▶ [Supplied passage]
------------

Sunday, January 30, 2011

Acceptance

Why can't I just deal with my life as it comes to me?  Why must I fight and worry and obsess about things that are totally out of my control?

My W-2 came yesterday.  It was less than years past but more than what many people see and, in the times that we live in, at least I have one.  So when I read it over, I got physically ill.  I hated what I saw and wanted to run to my computer and start to work right then (at 7pm on a Saturday).  I could refine my projections, see what customers haven't bought in awhile, come up with a new angle to work, anything to make sure that 2011's W-2 was "better".

I completely took myself out of a good day.  I'd been snowboarding with my wife, played with my dogs, enjoyed a nice home cooked meal....truly was having one of those good days.  It all went away because of a number on a sheet of paper.

I have such an unhealthy relationship with my work.  It needs to be brought back into perspective.  I need to really think about "working to live" and not "living to work".  As I come out of the alcohol and codependent fog, I see that more things need to be looked at in my life.  More work on me, by me, and for me needs to happen.

------------

▶ [Supplied information]
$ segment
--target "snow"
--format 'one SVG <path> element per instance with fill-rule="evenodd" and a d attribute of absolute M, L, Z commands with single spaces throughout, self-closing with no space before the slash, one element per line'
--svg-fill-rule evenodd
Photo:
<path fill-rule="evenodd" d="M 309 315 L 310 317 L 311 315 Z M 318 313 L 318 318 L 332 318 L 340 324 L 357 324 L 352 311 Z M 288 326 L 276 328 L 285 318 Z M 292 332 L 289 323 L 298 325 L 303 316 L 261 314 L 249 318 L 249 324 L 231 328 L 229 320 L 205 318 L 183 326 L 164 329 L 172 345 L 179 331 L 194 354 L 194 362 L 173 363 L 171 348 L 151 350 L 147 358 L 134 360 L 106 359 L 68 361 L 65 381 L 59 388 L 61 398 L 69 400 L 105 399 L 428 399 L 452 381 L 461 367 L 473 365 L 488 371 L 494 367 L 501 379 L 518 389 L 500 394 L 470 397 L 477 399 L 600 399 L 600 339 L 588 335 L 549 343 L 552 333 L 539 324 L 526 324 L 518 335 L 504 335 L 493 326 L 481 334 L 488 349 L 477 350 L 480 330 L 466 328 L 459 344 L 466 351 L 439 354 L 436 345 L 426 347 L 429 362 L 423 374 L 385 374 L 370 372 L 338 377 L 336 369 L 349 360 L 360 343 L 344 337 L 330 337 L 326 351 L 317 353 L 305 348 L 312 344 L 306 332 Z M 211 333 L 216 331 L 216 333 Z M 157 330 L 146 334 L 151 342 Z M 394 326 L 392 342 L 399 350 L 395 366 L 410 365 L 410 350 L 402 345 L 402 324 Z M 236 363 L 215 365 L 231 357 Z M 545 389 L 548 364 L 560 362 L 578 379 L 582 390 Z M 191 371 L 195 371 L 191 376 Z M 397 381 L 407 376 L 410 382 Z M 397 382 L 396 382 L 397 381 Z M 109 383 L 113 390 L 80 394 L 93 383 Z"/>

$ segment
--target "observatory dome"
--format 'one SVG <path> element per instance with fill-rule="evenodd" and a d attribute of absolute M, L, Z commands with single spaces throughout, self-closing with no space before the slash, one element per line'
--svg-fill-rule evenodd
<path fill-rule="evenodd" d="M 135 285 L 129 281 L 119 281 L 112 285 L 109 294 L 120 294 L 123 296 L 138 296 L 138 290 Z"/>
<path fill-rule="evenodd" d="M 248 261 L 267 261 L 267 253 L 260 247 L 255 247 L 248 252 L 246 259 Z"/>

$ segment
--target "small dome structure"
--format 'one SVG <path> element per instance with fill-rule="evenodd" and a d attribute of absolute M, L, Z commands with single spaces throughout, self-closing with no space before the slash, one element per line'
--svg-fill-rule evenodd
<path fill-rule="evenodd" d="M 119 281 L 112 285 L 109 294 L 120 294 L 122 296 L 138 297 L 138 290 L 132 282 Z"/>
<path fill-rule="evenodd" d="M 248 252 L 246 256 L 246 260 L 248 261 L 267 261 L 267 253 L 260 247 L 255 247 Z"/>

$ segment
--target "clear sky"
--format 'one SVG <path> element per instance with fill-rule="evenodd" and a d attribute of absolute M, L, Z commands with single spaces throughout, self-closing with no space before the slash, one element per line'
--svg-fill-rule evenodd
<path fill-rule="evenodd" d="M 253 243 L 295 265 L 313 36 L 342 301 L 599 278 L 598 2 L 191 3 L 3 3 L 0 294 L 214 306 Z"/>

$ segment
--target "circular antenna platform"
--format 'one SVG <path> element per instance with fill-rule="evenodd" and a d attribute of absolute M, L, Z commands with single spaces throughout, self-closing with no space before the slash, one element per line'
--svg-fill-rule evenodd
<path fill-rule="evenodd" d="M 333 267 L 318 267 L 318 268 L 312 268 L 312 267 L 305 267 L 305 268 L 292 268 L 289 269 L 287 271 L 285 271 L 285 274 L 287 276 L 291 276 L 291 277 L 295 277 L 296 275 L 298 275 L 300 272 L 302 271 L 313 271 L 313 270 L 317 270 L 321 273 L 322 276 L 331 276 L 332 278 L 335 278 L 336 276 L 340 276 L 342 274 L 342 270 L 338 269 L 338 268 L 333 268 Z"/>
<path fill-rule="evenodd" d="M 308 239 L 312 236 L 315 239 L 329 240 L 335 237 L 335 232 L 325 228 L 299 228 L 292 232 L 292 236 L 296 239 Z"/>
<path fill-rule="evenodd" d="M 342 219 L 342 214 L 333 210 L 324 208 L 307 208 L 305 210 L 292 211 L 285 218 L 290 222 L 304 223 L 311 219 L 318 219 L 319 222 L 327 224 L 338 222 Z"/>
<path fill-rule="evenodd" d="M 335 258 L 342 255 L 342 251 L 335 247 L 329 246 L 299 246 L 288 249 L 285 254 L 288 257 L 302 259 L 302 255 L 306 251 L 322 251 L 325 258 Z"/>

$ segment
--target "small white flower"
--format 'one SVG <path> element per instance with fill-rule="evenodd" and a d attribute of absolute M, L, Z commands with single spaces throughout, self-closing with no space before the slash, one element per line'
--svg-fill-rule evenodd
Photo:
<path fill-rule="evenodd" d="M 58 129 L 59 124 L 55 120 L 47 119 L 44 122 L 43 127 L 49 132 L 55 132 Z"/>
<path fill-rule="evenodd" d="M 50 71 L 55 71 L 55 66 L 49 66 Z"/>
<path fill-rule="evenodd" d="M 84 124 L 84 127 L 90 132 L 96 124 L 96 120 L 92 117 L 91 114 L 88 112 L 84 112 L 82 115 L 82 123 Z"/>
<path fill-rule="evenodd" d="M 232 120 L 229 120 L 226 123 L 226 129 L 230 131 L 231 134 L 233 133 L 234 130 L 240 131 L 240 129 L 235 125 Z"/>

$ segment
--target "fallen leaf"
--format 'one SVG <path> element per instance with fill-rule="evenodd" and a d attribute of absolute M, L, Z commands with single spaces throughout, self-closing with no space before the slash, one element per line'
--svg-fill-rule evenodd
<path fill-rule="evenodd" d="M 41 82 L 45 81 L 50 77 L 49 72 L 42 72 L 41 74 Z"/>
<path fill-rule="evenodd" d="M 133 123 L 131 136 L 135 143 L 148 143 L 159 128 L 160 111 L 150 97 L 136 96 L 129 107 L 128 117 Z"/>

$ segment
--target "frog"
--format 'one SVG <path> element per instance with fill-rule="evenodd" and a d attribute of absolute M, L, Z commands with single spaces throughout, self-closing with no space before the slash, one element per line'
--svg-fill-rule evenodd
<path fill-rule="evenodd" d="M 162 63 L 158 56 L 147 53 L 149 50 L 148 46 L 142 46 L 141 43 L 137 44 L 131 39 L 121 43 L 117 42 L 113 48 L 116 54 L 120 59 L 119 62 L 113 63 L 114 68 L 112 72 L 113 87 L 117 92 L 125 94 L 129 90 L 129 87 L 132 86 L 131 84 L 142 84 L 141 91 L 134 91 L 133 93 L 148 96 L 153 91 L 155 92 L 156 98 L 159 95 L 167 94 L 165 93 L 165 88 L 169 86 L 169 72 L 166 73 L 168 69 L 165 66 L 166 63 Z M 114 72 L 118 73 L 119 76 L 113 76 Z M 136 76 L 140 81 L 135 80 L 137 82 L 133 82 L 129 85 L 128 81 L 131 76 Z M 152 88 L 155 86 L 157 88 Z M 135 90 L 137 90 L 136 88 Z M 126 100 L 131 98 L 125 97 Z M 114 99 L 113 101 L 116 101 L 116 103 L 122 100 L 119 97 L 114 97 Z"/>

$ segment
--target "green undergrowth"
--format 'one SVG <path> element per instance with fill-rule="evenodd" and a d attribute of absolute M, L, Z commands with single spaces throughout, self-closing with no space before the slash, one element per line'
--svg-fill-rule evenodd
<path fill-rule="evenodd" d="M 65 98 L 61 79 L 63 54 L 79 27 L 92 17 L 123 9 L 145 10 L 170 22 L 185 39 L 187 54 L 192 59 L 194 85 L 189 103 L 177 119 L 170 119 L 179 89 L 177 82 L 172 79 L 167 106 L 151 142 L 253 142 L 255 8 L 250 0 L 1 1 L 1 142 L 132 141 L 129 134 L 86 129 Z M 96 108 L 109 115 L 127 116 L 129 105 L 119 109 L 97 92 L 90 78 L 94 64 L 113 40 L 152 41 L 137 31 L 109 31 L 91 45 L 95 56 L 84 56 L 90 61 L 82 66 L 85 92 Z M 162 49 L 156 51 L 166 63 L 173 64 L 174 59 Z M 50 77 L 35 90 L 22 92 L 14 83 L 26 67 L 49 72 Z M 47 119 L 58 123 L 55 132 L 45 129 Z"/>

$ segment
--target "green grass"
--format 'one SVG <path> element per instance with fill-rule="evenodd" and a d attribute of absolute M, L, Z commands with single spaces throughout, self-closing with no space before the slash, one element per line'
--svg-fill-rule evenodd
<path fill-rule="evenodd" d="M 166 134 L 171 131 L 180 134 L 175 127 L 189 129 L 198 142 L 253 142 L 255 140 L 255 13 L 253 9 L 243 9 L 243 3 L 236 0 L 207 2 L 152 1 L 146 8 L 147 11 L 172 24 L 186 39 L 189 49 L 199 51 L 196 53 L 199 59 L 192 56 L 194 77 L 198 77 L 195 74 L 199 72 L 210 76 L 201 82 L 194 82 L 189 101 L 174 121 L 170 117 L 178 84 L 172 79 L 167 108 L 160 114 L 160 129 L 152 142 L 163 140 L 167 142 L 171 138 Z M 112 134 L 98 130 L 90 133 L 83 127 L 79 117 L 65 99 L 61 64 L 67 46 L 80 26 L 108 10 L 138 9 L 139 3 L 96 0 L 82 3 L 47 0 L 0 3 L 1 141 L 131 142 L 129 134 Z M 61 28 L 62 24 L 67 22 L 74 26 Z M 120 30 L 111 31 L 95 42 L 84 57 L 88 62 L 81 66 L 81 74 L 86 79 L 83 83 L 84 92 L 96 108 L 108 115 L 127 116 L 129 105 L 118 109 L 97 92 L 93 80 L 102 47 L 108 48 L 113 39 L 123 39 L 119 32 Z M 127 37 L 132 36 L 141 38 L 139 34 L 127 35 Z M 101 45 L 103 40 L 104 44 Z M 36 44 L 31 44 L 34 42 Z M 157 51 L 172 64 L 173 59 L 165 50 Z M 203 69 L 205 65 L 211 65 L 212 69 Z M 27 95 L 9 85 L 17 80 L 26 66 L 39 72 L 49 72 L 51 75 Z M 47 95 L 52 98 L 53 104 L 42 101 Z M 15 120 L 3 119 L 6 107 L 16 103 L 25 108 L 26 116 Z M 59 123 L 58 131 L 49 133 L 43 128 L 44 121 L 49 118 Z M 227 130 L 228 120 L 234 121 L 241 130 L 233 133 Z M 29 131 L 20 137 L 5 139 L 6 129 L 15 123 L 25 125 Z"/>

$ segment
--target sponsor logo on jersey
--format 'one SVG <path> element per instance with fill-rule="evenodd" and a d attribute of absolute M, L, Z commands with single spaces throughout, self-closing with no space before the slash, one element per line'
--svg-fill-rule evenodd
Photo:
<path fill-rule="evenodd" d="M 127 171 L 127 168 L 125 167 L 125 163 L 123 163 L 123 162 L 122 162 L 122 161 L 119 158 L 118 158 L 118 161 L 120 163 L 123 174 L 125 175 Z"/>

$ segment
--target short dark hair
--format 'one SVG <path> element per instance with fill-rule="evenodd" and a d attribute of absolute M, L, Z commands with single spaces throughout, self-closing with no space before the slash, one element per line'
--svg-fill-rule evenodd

------------

▶ [Problem statement] Please say whether each statement agrees with the Acceptance entry, answering yes or no and quoting the words that decide it: (a) The W-2 showed less than in past years. (b) The writer went snowboarding alone. (c) The writer says a phone call ended the good day.

▶ [Finished task]
(a) Yes: "It was less than years past"
(b) No: "I'd been snowboarding with my wife"
(c) No: "It all went away because of a number on a sheet of paper."